──────── EXERCISE INPUTS

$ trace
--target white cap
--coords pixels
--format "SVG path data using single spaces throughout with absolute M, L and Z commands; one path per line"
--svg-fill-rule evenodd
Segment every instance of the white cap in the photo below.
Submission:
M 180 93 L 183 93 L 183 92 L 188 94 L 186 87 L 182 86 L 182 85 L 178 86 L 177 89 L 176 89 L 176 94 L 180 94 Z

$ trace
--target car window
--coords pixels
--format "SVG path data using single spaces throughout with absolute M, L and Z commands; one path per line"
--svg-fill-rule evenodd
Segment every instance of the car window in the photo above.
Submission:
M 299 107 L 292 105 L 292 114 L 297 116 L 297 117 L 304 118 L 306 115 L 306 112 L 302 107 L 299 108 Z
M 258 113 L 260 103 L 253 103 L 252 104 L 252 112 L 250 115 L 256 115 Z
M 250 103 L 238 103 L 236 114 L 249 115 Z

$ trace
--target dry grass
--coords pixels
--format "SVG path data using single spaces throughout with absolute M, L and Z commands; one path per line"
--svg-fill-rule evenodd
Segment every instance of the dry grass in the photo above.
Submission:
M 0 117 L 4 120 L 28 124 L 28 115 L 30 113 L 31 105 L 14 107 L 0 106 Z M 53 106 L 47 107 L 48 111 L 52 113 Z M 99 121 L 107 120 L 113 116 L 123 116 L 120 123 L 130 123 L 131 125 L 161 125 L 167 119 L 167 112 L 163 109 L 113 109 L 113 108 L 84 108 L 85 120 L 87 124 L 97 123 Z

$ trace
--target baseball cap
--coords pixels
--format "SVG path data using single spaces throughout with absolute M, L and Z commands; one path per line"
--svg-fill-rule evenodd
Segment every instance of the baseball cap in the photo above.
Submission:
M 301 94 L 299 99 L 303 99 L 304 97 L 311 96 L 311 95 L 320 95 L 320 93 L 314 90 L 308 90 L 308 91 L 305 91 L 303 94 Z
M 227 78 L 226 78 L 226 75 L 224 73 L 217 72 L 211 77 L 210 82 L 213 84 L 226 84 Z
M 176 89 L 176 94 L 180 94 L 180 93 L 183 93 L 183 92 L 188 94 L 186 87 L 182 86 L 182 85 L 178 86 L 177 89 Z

────────────────

» TASK INSTRUCTIONS
From the data above, extract every line in its exact form.

» WRITTEN SOLUTION
$ trace
--target white cap
--coords pixels
--format "SVG path data using single spaces throughout with absolute M, L and Z commands; one path per line"
--svg-fill-rule evenodd
Segment every instance of the white cap in the photo below.
Submission:
M 180 93 L 183 93 L 183 92 L 188 94 L 186 87 L 182 86 L 182 85 L 178 86 L 177 89 L 176 89 L 176 94 L 180 94 Z

$ trace
--target car window
--coords pixels
--format "SVG path data using single spaces throughout with absolute M, L and Z commands; one path per line"
--svg-fill-rule evenodd
Segment every instance of the car window in the photo above.
Submission:
M 299 107 L 292 105 L 292 114 L 297 116 L 297 117 L 304 118 L 306 115 L 306 112 L 302 107 L 299 108 Z
M 258 113 L 260 103 L 253 103 L 252 104 L 252 112 L 250 115 L 256 115 Z
M 250 103 L 238 103 L 236 114 L 249 115 Z

$ trace
--target dry grass
--coords pixels
--format "SVG path data using single spaces throughout with absolute M, L and Z commands; one path per line"
--svg-fill-rule evenodd
Segment every instance of the dry grass in the photo above.
Submission:
M 0 117 L 4 120 L 28 124 L 28 115 L 30 113 L 31 105 L 14 107 L 0 106 Z M 53 106 L 47 107 L 48 111 L 52 113 Z M 99 121 L 107 120 L 113 116 L 123 116 L 120 123 L 130 123 L 131 125 L 161 125 L 167 119 L 167 112 L 163 109 L 113 109 L 113 108 L 84 108 L 85 120 L 87 124 L 97 123 Z

$ trace
--target baseball cap
--coords pixels
--format "SVG path data using single spaces throughout with absolute M, L and Z commands; one path per line"
--svg-fill-rule evenodd
Segment every instance of the baseball cap in the photo above.
Submission:
M 301 94 L 299 99 L 303 99 L 304 97 L 311 96 L 311 95 L 320 95 L 320 93 L 314 90 L 308 90 L 308 91 L 305 91 L 303 94 Z
M 227 78 L 226 78 L 226 75 L 224 73 L 217 72 L 211 77 L 210 82 L 213 84 L 226 84 Z
M 176 89 L 176 94 L 180 94 L 180 93 L 183 93 L 183 92 L 188 94 L 186 87 L 182 86 L 182 85 L 178 86 L 177 89 Z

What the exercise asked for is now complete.